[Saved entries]
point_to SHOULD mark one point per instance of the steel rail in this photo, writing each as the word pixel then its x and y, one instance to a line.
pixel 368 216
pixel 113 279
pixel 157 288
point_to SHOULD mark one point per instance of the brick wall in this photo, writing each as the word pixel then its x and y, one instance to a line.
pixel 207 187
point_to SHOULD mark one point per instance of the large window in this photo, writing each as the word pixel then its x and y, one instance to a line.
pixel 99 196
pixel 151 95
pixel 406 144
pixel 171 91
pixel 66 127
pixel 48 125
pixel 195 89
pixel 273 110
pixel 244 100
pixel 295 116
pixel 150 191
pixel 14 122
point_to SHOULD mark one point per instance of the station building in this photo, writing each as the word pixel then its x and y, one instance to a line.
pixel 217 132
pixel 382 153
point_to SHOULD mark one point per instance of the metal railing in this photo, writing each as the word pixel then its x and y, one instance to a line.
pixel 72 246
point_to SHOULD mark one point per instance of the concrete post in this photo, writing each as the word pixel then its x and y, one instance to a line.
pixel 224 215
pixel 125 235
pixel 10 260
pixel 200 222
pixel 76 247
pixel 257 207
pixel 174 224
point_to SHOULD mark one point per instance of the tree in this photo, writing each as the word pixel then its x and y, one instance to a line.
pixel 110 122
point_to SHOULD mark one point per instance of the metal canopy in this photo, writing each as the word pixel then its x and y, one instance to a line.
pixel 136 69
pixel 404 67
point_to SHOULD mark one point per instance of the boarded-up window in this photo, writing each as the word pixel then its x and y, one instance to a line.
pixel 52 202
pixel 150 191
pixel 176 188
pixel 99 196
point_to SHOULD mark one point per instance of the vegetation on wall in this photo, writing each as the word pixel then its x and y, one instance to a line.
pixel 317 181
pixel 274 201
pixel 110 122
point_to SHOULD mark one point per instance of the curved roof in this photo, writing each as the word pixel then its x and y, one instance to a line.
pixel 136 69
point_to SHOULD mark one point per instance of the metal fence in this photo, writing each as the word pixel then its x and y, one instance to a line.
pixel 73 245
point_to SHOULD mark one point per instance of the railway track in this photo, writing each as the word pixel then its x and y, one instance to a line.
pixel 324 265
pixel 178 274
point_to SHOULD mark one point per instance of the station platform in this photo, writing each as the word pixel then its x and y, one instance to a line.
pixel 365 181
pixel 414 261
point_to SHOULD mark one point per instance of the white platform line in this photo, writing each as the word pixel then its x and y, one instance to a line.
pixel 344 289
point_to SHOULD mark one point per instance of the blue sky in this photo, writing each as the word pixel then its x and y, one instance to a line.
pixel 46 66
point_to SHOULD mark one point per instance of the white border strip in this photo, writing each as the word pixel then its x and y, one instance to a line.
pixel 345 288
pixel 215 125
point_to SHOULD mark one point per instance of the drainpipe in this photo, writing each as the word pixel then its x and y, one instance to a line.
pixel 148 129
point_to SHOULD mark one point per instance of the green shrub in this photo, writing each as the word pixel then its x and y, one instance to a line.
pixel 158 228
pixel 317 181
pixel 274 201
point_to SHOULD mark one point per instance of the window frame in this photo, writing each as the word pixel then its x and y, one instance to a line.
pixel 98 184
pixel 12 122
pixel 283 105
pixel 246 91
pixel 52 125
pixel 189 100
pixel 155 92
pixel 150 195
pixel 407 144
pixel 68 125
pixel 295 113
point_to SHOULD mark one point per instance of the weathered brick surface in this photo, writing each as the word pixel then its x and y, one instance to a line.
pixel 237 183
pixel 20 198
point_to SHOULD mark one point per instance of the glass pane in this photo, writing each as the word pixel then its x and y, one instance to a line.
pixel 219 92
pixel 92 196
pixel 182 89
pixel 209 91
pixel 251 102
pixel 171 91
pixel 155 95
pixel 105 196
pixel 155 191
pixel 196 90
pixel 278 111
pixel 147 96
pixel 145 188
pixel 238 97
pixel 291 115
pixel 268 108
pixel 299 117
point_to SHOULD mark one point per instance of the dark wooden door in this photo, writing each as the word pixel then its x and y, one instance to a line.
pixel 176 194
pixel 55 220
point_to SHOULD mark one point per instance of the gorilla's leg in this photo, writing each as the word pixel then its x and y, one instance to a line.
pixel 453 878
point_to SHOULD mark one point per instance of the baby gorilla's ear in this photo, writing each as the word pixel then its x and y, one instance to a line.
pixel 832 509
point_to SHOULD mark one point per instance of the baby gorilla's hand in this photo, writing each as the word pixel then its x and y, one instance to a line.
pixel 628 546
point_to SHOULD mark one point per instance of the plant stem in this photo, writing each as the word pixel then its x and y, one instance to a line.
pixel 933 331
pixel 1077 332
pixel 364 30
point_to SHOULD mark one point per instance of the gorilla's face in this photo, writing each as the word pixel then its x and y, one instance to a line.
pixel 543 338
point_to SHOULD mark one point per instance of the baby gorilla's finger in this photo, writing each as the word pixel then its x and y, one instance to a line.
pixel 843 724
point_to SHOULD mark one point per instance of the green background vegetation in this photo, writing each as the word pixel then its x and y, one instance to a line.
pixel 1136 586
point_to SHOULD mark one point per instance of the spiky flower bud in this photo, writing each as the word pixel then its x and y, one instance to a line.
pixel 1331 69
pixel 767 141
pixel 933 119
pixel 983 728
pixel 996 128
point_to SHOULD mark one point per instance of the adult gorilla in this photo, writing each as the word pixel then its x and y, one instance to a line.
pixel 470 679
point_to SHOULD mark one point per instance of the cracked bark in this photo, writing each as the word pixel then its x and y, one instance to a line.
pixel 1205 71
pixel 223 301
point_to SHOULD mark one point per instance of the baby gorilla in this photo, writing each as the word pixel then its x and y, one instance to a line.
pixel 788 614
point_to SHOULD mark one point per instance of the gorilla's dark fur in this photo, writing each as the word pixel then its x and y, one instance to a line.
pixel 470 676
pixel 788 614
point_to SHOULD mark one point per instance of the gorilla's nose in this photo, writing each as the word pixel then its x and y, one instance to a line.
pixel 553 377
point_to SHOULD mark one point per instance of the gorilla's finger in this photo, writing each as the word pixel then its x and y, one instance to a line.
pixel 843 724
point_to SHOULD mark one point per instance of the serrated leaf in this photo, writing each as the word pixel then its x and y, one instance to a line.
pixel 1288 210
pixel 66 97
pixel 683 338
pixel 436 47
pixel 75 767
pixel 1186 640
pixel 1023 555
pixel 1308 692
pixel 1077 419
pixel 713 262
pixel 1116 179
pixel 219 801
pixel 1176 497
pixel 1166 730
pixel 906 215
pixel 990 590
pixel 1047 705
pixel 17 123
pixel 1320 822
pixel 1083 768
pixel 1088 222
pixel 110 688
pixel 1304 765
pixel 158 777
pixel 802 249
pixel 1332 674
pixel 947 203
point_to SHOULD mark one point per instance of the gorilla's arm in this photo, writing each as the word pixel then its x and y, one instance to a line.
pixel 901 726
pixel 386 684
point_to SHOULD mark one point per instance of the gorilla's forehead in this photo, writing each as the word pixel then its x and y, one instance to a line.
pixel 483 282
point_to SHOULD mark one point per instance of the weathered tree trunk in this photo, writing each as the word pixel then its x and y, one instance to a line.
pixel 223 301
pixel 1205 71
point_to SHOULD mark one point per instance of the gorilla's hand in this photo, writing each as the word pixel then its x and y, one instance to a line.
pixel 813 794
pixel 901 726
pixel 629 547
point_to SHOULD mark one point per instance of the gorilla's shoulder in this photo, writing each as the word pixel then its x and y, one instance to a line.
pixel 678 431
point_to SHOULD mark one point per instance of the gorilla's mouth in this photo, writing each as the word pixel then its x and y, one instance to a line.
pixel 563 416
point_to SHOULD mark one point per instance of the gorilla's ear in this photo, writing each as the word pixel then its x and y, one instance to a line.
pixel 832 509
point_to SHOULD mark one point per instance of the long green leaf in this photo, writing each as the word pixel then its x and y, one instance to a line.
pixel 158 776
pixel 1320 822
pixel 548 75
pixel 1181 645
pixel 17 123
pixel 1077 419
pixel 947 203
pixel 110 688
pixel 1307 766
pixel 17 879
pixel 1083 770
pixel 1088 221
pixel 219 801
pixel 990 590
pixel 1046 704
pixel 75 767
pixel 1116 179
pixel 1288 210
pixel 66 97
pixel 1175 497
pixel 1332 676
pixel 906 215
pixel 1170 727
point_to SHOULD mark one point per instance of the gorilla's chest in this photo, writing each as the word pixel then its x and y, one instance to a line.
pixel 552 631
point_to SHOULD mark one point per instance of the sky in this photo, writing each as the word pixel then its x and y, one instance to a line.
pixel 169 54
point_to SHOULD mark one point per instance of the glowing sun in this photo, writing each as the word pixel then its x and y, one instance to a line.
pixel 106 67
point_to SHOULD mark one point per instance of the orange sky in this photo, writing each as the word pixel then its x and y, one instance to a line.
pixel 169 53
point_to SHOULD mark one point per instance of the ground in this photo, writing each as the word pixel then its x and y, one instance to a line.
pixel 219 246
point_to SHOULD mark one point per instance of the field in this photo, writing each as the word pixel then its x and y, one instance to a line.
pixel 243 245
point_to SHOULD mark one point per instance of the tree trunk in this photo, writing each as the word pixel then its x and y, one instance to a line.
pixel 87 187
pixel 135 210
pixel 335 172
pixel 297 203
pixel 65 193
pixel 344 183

* **AIM OF THE TASK**
Edit the lines from the beginning of the items through the line containing "pixel 207 187" by changing "steel rail" to "iron rail", and keep everything else in those lines the same.

* **EXPECTED OUTPUT**
point_to SHOULD mark one point per instance of the iron rail in this photo, writing each as the word pixel then its x and y, one instance to a line.
pixel 368 216
pixel 113 279
pixel 157 288
point_to SHOULD mark one point per instance of the brick wall in this photo, writing each as the word pixel then its x and y, one instance to a line.
pixel 207 187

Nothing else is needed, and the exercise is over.